**RECORDS SUPPLIED:**
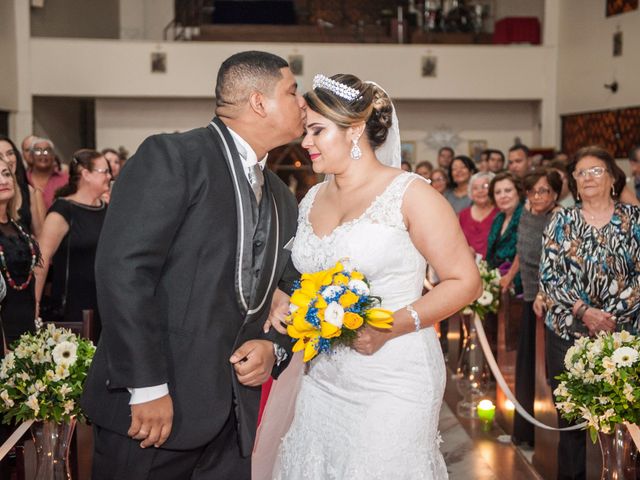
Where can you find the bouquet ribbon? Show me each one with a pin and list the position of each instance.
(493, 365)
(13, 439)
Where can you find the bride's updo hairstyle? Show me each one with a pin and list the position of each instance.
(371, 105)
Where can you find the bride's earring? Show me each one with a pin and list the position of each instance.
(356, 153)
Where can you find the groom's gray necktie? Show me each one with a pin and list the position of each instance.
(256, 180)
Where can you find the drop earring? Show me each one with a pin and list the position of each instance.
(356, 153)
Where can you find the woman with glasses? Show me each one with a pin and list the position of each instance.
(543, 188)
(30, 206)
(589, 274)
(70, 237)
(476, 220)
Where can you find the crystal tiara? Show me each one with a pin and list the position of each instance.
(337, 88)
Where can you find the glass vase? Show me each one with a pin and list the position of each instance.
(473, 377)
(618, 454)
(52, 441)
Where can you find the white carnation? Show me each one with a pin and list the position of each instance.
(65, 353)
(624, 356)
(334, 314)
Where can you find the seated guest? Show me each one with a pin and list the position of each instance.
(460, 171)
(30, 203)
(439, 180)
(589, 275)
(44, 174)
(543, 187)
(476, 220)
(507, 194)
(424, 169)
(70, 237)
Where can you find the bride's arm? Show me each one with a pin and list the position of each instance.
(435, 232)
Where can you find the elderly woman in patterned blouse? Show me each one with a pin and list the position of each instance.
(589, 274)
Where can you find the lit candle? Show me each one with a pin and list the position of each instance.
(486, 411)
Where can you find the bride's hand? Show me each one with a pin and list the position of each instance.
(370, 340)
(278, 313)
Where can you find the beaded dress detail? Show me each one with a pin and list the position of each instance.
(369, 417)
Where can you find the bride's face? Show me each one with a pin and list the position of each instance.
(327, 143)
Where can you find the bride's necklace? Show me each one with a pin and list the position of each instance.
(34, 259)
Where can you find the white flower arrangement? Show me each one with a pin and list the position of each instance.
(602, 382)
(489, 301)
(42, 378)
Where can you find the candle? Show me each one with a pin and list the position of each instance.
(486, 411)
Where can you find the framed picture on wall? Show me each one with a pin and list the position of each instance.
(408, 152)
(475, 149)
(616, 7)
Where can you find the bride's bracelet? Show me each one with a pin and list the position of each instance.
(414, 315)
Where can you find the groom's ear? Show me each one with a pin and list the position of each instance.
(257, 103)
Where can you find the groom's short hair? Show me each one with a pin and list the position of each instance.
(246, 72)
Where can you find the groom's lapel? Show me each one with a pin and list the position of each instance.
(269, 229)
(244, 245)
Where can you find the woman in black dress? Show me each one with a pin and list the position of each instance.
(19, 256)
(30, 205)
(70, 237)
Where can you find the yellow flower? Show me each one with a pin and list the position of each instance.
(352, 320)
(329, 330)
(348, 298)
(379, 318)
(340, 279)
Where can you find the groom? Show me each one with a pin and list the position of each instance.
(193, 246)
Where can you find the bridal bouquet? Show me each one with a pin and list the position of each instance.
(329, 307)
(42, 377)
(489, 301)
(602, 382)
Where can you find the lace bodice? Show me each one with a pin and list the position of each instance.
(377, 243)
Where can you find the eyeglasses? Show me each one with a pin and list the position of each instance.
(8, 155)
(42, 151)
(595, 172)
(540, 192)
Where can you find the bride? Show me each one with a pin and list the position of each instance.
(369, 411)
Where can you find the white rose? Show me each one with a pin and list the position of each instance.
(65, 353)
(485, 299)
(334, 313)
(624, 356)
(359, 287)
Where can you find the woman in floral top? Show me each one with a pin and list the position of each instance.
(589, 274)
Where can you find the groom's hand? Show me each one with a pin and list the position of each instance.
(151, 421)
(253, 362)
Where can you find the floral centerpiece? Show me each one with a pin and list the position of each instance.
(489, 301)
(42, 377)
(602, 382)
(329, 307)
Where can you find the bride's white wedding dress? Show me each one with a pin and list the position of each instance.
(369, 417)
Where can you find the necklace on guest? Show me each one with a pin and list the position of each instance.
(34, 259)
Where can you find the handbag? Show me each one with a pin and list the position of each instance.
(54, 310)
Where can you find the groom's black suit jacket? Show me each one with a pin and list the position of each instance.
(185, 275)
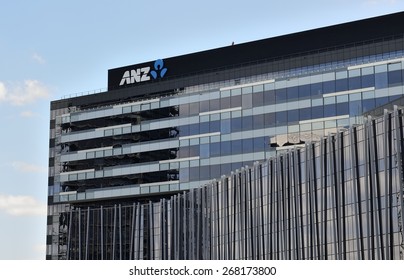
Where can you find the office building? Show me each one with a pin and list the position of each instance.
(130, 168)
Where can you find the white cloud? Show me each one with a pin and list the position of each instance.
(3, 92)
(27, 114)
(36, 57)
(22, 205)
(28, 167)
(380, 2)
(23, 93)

**GIVEN INSTRUCTION:**
Copy out, unchanged, the span of lines beginning with the one that includes "Where can you find the bride's white" and running through the final line of the material above. Leave the pictures out.

**ANSWER TO THE EXERCISE:**
Where can you find the bride's white wedding dress? Show me each one with a pin and list the position of each instance.
(369, 417)
Where can you find the necklace on guest? Show me each one with a pin and list the position of each instance.
(34, 259)
Where can you find the handbag? Show me each one with a pin and list the position of each instance.
(54, 310)
Where can you find the groom's black suit jacket? Show me each one with a pin and list the position of each instance.
(185, 275)
Where can you find the office building? Show me each one with a pin and list the position of each instance.
(130, 168)
Where can you find the white cloud? Show me each one with a pin and list the position of each instance.
(3, 92)
(27, 114)
(36, 57)
(22, 205)
(28, 167)
(380, 2)
(23, 93)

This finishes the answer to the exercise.